### POLECENIE
Podaj, kogo według artykułu o Al-Anon osoba pisząca poprosi o prowadzenie, gdy odpowiedzialność wyda jej się zbyt ciężka do zniesienia.

### ARTYKUŁ
W Al.-anon zachecane jestesmy do utrzymywania kontaktow poza spotkaniami. Kiedy jestem przygnebiona oraz pelna obaw, pomoze mi bardzo, kiedy mogę zadzwonic do mojej sponsorki lub do kogos z przyjaciol z mojej lub innej grupy, aby omowic sprawy, które mnie drecza. Musze jednak wiedziec czego oczekuje. Czy pragne pocieszenia i uporzadkowania mysli? Czy tez oczekuje rady w powaznym osobistym kryzysie? Nie mogę obarczac kogos innego odpowiedzialnoscia za mowienie mi, co powinnam robic. Nikt nie powinien podejmowac za mnie decyzji. Ja jestem odpowiedzialna, a jeżeli wydaje mi się to zbyt ciezkie do zniesienia, poprosze Sile Wyzsza, aby mnie prowadzila. Oddam się rozmyslaniom i modlitwie i otworze serce, aby uslyszec odpowiedz.

### DANE WEJŚCIOWE

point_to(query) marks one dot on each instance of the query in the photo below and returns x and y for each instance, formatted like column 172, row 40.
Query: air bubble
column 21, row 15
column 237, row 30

### ROZWIĄZANIE
Siłę Wyższą.